The vendors paid the municipality between Rs 10,000 and 20,000 for mall space but despite the mall opening in 2014, have not received possession certificates from the civic body to move in.

This time many of the 200-odd shopkeepers had initially refused to submit their papers a second time. “Before every election, these politicians promise to let us move into the mall and then forget about us after winning,” said vegetable-seller Basanti Rajbanshi.

Fishmonger Alauddin Molla talks of the inhumane working conditions in their makeshift market. “We do not have electricity so I cannot sell after dark. Our tinned roof flies or falls off every time there is a storm; we are asked to share with slum-dwellers a toilet that is so dirty that we have stopped using it,” he says.

» Problems to work on:
(a) Quote the passage on the market vendors word for word, beginning at the words "The vendors paid" and stopping after "to move in.".
(b) Extend the passage on the market vendors by writing what comes after its last sentence.

» Material shown:
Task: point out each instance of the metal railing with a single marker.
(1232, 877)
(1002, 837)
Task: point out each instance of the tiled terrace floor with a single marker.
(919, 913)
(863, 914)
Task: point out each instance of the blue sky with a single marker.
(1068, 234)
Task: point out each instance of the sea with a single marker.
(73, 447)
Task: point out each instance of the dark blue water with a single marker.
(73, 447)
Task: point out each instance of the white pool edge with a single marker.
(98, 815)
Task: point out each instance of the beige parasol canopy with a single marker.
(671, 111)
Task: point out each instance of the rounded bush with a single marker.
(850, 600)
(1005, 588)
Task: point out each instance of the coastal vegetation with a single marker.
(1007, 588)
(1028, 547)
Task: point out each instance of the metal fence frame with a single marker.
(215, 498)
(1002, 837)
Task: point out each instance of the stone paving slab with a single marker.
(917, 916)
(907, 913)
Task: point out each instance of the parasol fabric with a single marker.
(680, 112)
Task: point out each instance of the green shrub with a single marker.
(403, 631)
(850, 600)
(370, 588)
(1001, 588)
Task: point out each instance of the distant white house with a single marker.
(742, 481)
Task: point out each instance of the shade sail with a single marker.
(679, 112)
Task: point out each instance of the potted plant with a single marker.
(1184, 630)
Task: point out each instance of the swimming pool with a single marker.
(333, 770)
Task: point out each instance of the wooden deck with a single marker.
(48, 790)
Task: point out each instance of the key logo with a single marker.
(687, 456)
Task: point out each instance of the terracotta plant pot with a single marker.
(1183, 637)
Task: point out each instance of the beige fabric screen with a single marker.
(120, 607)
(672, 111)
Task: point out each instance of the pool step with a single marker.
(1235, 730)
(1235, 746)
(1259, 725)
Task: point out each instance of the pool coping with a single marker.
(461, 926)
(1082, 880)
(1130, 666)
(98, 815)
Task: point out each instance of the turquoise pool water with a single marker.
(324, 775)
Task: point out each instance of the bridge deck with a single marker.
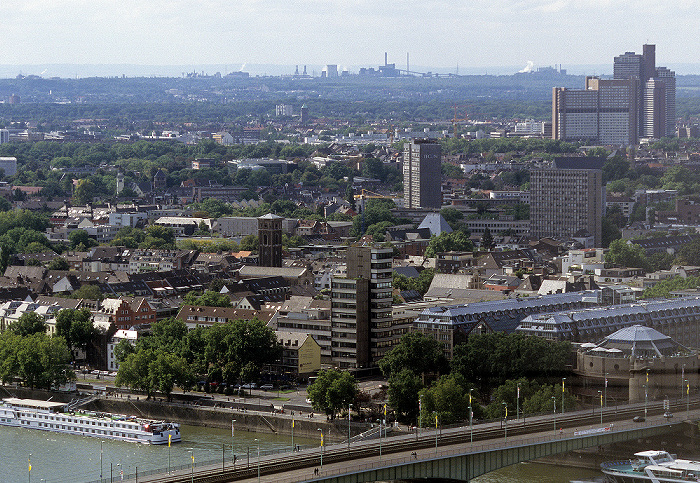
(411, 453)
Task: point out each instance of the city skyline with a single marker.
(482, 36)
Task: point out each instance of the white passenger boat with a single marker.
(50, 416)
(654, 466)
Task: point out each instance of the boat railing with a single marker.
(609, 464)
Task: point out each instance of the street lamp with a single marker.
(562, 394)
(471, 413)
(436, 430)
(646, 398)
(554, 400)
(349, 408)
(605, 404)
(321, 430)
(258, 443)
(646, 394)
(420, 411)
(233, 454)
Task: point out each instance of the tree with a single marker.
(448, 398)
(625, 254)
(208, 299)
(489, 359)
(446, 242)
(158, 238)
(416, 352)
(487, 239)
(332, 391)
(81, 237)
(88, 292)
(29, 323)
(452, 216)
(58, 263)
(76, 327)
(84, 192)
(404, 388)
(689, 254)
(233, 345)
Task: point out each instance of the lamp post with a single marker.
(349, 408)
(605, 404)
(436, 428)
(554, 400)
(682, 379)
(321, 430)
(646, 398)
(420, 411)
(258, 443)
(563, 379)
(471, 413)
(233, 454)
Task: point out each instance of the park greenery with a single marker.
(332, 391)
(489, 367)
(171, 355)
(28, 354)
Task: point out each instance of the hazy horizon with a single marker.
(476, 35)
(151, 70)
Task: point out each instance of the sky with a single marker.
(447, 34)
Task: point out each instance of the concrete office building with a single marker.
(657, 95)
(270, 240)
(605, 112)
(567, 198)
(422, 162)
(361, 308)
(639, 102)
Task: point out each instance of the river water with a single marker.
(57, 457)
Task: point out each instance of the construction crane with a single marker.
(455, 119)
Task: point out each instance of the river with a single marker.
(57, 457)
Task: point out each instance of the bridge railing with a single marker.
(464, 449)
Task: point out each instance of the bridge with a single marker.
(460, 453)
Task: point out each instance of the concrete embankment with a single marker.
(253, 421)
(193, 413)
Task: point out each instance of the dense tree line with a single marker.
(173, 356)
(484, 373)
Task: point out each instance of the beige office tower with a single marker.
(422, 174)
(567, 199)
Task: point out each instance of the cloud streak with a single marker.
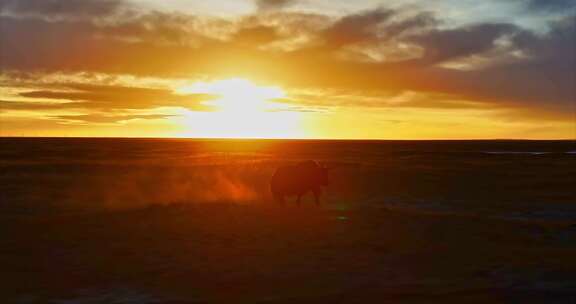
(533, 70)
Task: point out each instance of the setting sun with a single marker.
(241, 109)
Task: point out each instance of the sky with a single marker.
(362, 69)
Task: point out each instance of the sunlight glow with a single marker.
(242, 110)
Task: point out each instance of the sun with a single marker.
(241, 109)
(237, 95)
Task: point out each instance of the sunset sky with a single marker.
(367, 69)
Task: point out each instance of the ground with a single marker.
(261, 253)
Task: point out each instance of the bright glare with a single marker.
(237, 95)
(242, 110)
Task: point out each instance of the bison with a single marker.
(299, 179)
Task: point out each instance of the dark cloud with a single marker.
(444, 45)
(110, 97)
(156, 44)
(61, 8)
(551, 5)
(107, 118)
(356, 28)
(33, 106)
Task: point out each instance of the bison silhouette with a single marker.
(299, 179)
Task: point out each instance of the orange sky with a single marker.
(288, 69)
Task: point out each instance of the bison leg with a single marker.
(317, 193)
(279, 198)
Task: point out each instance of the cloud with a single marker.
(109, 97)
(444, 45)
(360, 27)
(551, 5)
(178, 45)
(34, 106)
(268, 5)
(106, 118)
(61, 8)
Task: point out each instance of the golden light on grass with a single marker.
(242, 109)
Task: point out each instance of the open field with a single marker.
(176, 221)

==

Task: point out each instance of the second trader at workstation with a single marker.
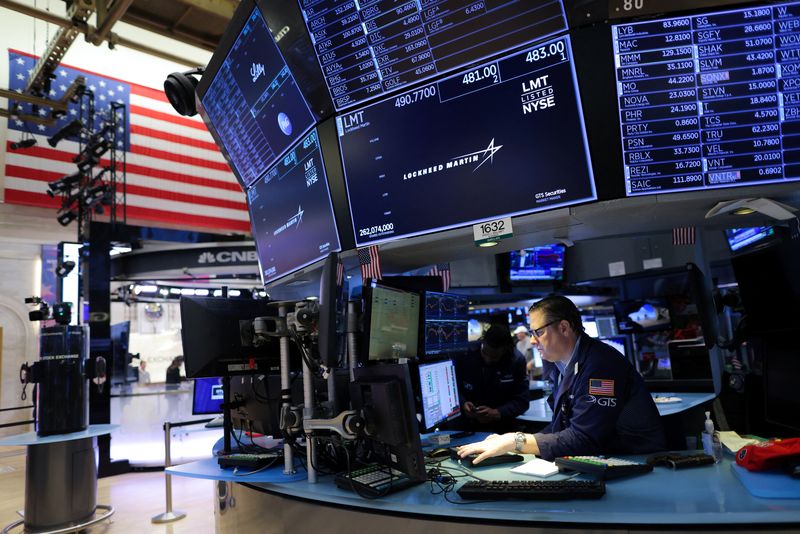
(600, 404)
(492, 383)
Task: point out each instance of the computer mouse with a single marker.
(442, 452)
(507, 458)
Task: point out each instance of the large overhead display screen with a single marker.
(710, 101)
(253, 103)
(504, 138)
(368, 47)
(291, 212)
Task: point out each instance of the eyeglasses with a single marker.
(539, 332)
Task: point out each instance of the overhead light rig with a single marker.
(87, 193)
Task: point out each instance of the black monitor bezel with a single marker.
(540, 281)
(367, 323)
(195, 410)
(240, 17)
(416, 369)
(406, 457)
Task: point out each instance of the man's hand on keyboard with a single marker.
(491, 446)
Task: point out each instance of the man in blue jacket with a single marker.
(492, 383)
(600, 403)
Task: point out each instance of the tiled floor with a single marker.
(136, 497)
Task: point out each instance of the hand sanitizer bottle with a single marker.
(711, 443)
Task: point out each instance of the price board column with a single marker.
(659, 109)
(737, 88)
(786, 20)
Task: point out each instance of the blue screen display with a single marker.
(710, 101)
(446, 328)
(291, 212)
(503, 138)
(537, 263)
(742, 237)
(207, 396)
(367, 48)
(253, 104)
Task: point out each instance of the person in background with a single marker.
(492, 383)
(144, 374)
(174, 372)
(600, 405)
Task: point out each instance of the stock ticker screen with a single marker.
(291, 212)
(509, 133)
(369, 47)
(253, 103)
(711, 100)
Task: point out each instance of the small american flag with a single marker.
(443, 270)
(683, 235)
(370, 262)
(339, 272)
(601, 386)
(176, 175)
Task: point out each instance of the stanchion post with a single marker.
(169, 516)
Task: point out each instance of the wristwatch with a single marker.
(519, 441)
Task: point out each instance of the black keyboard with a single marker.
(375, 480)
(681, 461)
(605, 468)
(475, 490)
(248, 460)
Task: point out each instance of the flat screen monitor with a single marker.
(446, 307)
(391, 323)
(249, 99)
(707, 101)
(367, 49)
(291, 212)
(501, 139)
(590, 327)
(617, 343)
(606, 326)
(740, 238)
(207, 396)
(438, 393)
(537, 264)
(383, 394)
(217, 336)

* * *

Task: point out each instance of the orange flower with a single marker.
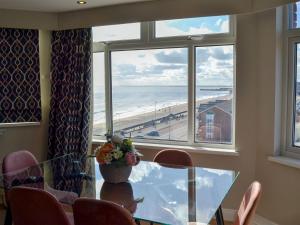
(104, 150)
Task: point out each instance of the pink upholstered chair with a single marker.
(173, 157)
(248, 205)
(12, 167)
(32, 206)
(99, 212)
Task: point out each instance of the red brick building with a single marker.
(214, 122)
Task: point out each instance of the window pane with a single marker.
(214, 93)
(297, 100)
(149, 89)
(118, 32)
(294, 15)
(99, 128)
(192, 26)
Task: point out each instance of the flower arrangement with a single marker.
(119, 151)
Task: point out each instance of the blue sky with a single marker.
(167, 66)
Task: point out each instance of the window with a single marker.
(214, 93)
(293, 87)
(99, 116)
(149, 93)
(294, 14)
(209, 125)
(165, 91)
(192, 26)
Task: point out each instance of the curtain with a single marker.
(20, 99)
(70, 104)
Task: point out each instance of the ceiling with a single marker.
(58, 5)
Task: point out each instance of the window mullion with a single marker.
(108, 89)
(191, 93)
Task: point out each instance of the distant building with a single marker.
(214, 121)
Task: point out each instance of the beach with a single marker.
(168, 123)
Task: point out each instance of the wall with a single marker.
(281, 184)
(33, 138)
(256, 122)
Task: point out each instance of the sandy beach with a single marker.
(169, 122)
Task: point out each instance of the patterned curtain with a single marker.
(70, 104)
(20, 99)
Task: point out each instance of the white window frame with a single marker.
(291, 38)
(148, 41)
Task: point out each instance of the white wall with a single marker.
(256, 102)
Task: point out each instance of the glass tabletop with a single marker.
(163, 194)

» Results for the exercise:
(a)
The vendors paid the municipality between Rs 10,000 and 20,000 for mall space but despite the mall opening in 2014, have not received possession certificates from the civic body to move in.

(b)
Another fishmonger Basu Das says business is down ever since new hawkers have set up shop outside the temporary market. “If we sit in a clean, hygienic mall I’m hoping customers will prefer us. But I have no faith in politicians any more. We have been shoved around for way too long,” says the vendor who is in the business since 1981. “I won’t believe their promises till I move into the mall and start selling from there.”

A civic official looking into the matter said the process had been restarted. “The previous verification had been done by the municipality. Since the system is now under the corporation we had to repeat the process to update it. But no comments can be made on the next step,” he said.

Dey, the secretary of the market, said they are on the verge of moving court. “We have suffered enough and are holding back only because of Sujitda’s assurances. Held-up work across the state is getting cleared now because of the impending elections and if we are ignored we shall take the legal course.”

Shoppers too are fed up of visiting the dilapidated market. “Most shops shut down after 8pm as the generators stop working. And fish and meat shops don’t even try to stay open after noon as they never receive enough light to cut and chop safely,” said a resident of Baisakhi Abasan.